> _Extrait du texte_

┌──

Compromis de vente à réitérer chez le notaire, jurisprudence récente.

Par Me Laurent GIMALAC, Avocat spécialiste au  barreau de Grasse, Bureau secondaire à Paris, Docteur en droit privé



Un compromis de vente peut-être "ferme" ou soumis à des conditions suspensives (obtention d'un prêt ou d'une autorisation...). Dans tous les cas, vous devez prendre garde car l'engagement est ferme et vous engage : le compromis synallagmatique "vaut vente", quand bien même il n'aurait pas été rédigé par un notaire. Le passage devant le notaire est néanmoins nécessaire pour le rendre opposable aux tiers (par le truchement de la publicité foncière).


La jurisprudence est venue régler des problèmes récurrents d'une importance pratique considérable, en rapport avec la condition suspensive présente dans le compromis, le dépassement des délais de régulairsation ou les clauses de financement du prix entre concubins.



I - EN CAS DE CONDITION SUSPENSIVE, L'ÉVENTUELLE MAUVAISE FOI DE L'ACHETEUR EST CARACTÉRISÉE EN MATIÈRE D'OBTENTION DE PRET


Le compromis est souvent assorti d'une condition suspensive d'obtention de prêt. Si le prêt n'est pas obtenu, l'acquéreur n'est plus lié.


Il a été rappelé par la jurisprudence que l'acquéreur devait se conformer strictement aux prescriptions du compormis à ce sujet et ne pas demander un prêt à un taux dérisoire qui l'exposerait à un refus systématique.


La Cour d'appel de Versailles avait débouté dans un premier temps un promettant de sa demande au motif que peu importe que Mme Y ait sollicité un taux de 4,20 %, le taux de 4,75 % mentionné dans le compromis étant un taux maximum mentionné et que le souhait de bénéficier d'un meilleur taux ne pouvait être considéré comme abusif.

└──

> _Travail demandé_
1/ Répondez brièvement aux questions suivantes d'après l'extrait sur le compromis de vente :
(a) Selon l'extrait, à quoi sert le passage devant le notaire ?
(b) Quelle est la conséquence pour l'acquéreur si le prêt n'est pas obtenu ?
(c) Quel taux Mme Y a-t-elle sollicité ?
2/ Relevez toutes les qualités professionnelles indiquées après le nom de l'auteur de l'extrait sur le compromis de vente.
3/ Dans l'extrait sur le compromis de vente, reproduisez mot pour mot le passage qui commence par "La jurisprudence est" et se poursuit jusqu'à "prix entre concubins.".

> _Données fournies_
┌──

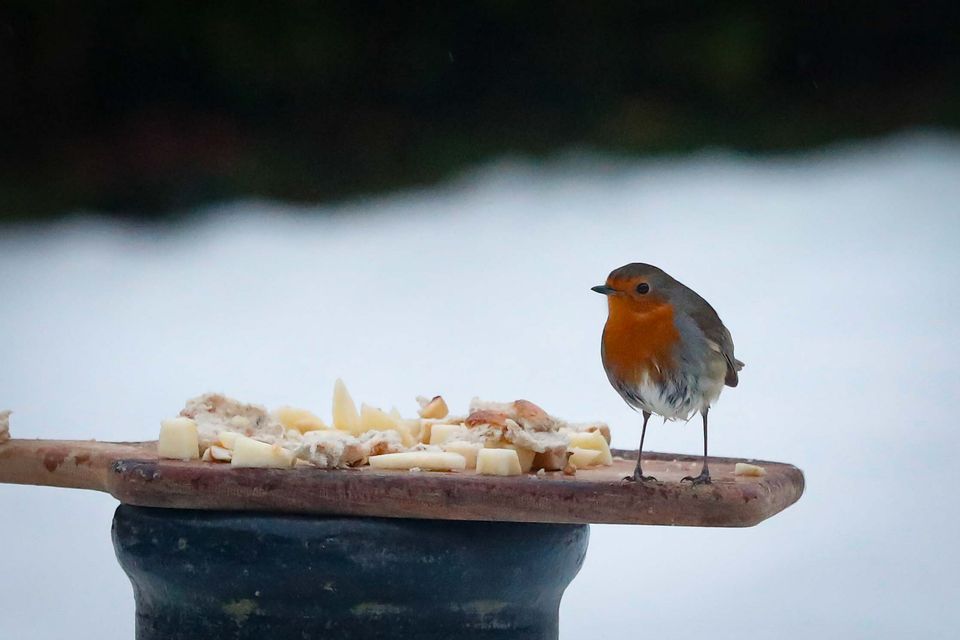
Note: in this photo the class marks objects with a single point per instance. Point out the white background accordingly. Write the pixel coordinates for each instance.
(836, 271)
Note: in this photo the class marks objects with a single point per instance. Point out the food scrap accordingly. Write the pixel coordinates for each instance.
(492, 438)
(745, 469)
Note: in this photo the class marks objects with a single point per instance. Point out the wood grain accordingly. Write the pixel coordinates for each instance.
(132, 473)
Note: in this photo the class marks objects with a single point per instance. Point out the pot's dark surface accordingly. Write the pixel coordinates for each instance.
(210, 575)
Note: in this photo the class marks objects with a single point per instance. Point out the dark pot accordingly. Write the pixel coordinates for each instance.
(199, 574)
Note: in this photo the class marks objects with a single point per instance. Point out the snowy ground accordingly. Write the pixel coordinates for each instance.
(836, 271)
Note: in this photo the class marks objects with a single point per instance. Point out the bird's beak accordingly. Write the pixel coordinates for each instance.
(604, 289)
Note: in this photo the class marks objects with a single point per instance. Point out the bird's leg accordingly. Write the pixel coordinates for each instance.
(704, 477)
(638, 472)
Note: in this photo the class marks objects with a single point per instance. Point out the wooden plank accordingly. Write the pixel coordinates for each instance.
(132, 473)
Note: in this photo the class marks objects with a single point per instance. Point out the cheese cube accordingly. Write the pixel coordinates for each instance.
(434, 408)
(217, 454)
(525, 456)
(585, 457)
(345, 414)
(591, 440)
(468, 450)
(498, 462)
(178, 439)
(227, 438)
(423, 460)
(248, 452)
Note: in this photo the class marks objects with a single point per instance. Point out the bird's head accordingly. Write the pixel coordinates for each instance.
(636, 288)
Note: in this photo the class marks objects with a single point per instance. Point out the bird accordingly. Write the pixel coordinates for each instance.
(665, 351)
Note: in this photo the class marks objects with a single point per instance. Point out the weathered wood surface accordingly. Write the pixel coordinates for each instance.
(132, 473)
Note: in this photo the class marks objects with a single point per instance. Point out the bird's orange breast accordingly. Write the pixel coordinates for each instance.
(639, 343)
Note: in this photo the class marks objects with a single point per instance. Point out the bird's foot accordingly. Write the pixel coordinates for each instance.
(639, 476)
(703, 478)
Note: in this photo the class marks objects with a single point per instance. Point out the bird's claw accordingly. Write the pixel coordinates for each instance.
(641, 478)
(703, 478)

└──

> _Réponses attendues_
1/
(a) Il rend le compromis opposable aux tiers, par le truchement de la publicité foncière.
(b) L'acquéreur n'est plus lié.
(c) Un taux de 4,20 %.

2/
- Avocat spécialiste au barreau de Grasse
- Bureau secondaire à Paris
- Docteur en droit privé

3/
La jurisprudence est venue régler des problèmes récurrents d'une importance pratique considérable, en rapport avec la condition suspensive présente dans le compromis, le dépassement des délais de régulairsation ou les clauses de financement du prix entre concubins.